— start TASK INPUTS —
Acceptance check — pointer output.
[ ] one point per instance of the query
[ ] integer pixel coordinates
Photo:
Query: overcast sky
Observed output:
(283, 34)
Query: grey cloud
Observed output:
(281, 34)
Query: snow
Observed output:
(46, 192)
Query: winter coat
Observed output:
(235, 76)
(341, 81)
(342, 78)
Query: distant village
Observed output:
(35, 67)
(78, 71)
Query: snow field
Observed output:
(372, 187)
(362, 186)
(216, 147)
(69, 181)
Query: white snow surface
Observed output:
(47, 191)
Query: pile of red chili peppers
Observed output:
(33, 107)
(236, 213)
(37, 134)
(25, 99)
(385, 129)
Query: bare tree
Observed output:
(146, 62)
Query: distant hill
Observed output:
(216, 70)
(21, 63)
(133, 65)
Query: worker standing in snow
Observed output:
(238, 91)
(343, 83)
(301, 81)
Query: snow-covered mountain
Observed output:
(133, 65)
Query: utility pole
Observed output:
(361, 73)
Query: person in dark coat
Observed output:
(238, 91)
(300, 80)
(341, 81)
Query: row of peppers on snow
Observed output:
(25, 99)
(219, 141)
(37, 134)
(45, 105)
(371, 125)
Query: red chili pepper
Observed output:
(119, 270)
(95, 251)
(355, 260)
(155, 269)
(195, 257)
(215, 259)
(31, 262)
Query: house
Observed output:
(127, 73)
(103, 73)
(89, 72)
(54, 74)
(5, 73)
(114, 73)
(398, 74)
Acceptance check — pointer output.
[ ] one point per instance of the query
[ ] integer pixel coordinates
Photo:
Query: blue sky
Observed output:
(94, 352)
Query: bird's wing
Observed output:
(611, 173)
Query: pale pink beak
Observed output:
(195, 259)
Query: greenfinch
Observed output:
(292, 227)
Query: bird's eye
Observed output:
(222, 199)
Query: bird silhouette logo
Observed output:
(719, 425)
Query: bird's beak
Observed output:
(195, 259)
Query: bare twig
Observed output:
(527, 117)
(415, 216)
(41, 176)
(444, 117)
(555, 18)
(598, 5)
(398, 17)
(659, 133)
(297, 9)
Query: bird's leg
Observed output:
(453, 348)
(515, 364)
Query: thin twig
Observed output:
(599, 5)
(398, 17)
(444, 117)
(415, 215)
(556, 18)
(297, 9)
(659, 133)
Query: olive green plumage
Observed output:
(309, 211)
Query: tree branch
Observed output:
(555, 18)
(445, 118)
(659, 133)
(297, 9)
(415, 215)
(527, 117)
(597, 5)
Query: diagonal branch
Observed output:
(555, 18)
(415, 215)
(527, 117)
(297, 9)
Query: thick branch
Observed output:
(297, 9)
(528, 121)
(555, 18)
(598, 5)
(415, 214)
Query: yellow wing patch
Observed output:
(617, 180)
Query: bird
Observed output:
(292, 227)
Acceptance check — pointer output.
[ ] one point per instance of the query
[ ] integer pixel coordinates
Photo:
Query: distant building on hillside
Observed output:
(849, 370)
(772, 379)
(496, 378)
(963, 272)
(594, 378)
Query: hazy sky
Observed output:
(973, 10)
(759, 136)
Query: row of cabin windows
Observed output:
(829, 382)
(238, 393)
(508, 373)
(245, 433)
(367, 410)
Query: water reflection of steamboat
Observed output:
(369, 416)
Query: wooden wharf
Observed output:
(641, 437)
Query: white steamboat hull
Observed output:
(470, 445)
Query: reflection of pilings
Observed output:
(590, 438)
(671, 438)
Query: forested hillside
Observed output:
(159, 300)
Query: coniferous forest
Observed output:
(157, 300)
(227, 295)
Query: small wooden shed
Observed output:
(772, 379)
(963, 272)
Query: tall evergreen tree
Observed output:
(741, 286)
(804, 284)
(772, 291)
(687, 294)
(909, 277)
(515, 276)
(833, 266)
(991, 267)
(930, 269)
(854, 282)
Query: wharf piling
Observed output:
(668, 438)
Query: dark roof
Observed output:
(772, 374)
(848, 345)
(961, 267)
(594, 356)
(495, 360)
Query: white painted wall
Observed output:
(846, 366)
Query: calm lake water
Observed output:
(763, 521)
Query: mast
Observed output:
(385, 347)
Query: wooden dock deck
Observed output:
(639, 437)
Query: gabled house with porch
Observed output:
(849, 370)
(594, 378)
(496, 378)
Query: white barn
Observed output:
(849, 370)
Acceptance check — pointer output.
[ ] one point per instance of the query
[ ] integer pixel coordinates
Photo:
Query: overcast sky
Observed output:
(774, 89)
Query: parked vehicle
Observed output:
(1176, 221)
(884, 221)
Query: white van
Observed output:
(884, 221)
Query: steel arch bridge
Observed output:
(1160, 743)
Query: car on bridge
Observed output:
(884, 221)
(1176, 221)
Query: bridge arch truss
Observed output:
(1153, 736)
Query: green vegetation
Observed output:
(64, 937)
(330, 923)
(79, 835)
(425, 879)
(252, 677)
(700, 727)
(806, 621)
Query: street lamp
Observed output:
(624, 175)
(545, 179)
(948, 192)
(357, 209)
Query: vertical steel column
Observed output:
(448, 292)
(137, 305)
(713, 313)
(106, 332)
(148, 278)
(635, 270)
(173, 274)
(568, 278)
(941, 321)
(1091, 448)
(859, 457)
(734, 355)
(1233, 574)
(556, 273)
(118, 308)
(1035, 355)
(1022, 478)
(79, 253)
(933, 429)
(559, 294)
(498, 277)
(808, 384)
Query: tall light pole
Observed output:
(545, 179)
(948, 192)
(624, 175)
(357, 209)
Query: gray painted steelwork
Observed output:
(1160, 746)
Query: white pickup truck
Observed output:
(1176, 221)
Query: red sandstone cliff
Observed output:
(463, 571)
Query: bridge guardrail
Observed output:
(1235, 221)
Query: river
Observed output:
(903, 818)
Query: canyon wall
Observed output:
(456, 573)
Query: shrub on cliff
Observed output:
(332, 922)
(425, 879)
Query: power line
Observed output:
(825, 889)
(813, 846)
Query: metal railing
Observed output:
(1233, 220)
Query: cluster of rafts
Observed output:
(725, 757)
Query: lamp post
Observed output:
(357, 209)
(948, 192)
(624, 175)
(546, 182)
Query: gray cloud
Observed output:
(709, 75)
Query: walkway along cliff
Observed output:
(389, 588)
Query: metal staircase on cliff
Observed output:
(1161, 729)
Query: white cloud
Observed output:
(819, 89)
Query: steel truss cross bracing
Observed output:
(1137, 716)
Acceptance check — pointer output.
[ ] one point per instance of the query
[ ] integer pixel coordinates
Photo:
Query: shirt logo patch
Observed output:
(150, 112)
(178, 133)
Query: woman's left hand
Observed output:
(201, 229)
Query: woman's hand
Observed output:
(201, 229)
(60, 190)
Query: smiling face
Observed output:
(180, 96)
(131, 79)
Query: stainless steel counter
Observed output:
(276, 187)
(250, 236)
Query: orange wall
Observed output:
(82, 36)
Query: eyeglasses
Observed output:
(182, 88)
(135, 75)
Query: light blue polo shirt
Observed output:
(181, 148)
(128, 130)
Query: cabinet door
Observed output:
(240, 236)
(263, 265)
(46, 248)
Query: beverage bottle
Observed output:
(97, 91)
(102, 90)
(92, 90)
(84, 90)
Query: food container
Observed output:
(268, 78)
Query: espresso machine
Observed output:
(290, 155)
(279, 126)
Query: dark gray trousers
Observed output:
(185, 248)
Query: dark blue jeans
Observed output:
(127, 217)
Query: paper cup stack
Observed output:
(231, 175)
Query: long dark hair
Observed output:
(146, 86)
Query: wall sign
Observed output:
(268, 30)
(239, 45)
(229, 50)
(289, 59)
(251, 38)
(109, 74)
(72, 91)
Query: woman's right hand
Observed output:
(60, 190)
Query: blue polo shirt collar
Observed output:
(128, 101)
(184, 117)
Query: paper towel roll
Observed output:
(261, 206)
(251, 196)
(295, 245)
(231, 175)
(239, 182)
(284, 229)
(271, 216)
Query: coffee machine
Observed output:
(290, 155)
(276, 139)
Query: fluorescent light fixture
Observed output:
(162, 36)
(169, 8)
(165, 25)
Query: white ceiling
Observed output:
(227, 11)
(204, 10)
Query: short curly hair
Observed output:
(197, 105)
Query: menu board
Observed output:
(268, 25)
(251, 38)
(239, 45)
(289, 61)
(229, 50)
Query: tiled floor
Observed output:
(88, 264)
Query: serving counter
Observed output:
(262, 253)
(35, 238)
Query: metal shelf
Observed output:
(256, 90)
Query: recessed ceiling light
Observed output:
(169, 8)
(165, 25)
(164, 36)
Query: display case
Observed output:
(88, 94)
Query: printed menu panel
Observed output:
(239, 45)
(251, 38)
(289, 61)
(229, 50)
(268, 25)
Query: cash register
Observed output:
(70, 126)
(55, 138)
— end TASK INPUTS —
■ STATED GOAL
Rewrite every line from the one containing "Query: recessed ceiling light" through the last line of the items. Keep each line as it stands except the point coordinates, which you multiply by 1.8 and round to whole numbers, rounding halves up.

■ OUTPUT BELOW
Query: recessed ceiling light
Observed output:
(304, 14)
(297, 45)
(295, 65)
Query: display case
Observed output:
(158, 169)
Query: printed menu panel
Observed output:
(430, 81)
(452, 68)
(520, 110)
(412, 90)
(482, 45)
Query: cash register
Observed output:
(126, 227)
(99, 248)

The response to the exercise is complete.